- [Tasks]:
a: Update the Clean Air Day article's passage starting at "The event aimed" and ending at "in the Senedd.", changing "Senedd" to "Welsh Parliament".
b: According to the Clean Air Day article, how did schools located further from Caerphilly Castle travel to the event?
*** Text shown ***
School children learn about how to reduce air pollution in Clean Air Day activities
School children across the country have been celebrating Clean Air Day in Wales today (20 June), as part of efforts to teach the next generation about air pollution and how they can help to reduce it.
Welsh Government has partnered with the Global Action Plan charity to support Clean Air Day, with a number of events and initiatives taking place across Wales, as part of efforts to raise awareness about the causes of air pollution and actions needed to reduce personal emissions and personal exposure.
Caerphilly County Borough Council organised a five-day event at Caerphilly Castle celebrating and promoting the day, with schools nearby using a walking bus to attend and those based further away using an electric bus.
The event aimed to raise awareness of Clean Air Day and encourage everyone to make changes in their day to day life to help reduce air pollutants and improve air quality.
As well as the Caerphilly event, a number of initiatives and events have been run across Wales to mark Clean Air Day. The Welsh Government has supported action across Wales through providing a range of bilingual resources for schools, businesses, communities and the health sector. This includes Clean Air Day leaflets, stickers and flashing LED shoe clips which promote road safety when walking or cycling for all of the children attending the Caerphilly Castle event.
Earlier in the week Minister for Environment, Energy and Rural Affairs, Lesley Griffiths, outlined Welsh Government efforts to tackle air pollution and improve air quality in an oral statement in the Senedd.
A Clean Air Plan is currently being developed and is set to be consulted on in the autumn, ahead of the creation of a Clean Air Act for Wales. Ambitious actions are being developed to improve air quality and minimise levels of public exposure to a range of air pollutants, including nitrogen dioxide and fine particulate matter.
Minister for Environment, Energy and Rural Affairs, Lesley Griffiths, attended Caerphilly Castle to see first-hand the Clean Air Day activities and said:
Caerphilly County Borough Council have done a sterling job supporting and celebrating Clean Air Day, helping teach schoolchildren how they can change their everyday life to make a massive impact on air quality for future generations to come.
I welcome the high level of participation and interest in events and initiatives being held as part of Clean Air Day to raise awareness of this incredibly important issue and what we can do to tackle it.
We must all think, individually, about what we can do differently at home, through our travel and elsewhere, to encourage people to reduce the amount of pollution we are all breathing in.
I would urge everyone to pledge to support the clean air day campaign to ensure sustained improvements in air quality to protect public health and well-being, biodiversity and our natural environment.”
Chris Large, Senior Partner at Global Action Plan, said:
Our air pollution crisis is solvable, and we should use Clean Air Day to also think about what we can do to breathe clean air every day. There are so many simple things you can do to protect yourself from air pollution, such as using quieter streets away from traffic, and one of the best ways you can help clear up our toxic air is to walk or cycle instead of using the car. It’s so important to make cleaner choices about the way we travel.
*** Source data ***
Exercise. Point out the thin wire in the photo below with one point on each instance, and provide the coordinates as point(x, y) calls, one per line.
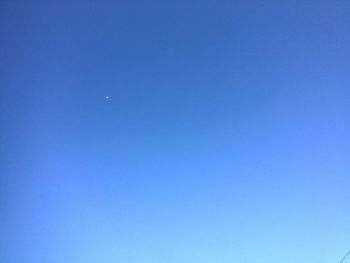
***
- [Exercise solutions]:
a:
The event aimed to raise awareness of Clean Air Day and encourage everyone to make changes in their day to day life to help reduce air pollutants and improve air quality.
As well as the Caerphilly event, a number of initiatives and events have been run across Wales to mark Clean Air Day. The Welsh Government has supported action across Wales through providing a range of bilingual resources for schools, businesses, communities and the health sector. This includes Clean Air Day leaflets, stickers and flashing LED shoe clips which promote road safety when walking or cycling for all of the children attending the Caerphilly Castle event.
Earlier in the week Minister for Environment, Energy and Rural Affairs, Lesley Griffiths, outlined Welsh Government efforts to tackle air pollution and improve air quality in an oral statement in the Welsh Parliament.

b: They used an electric bus.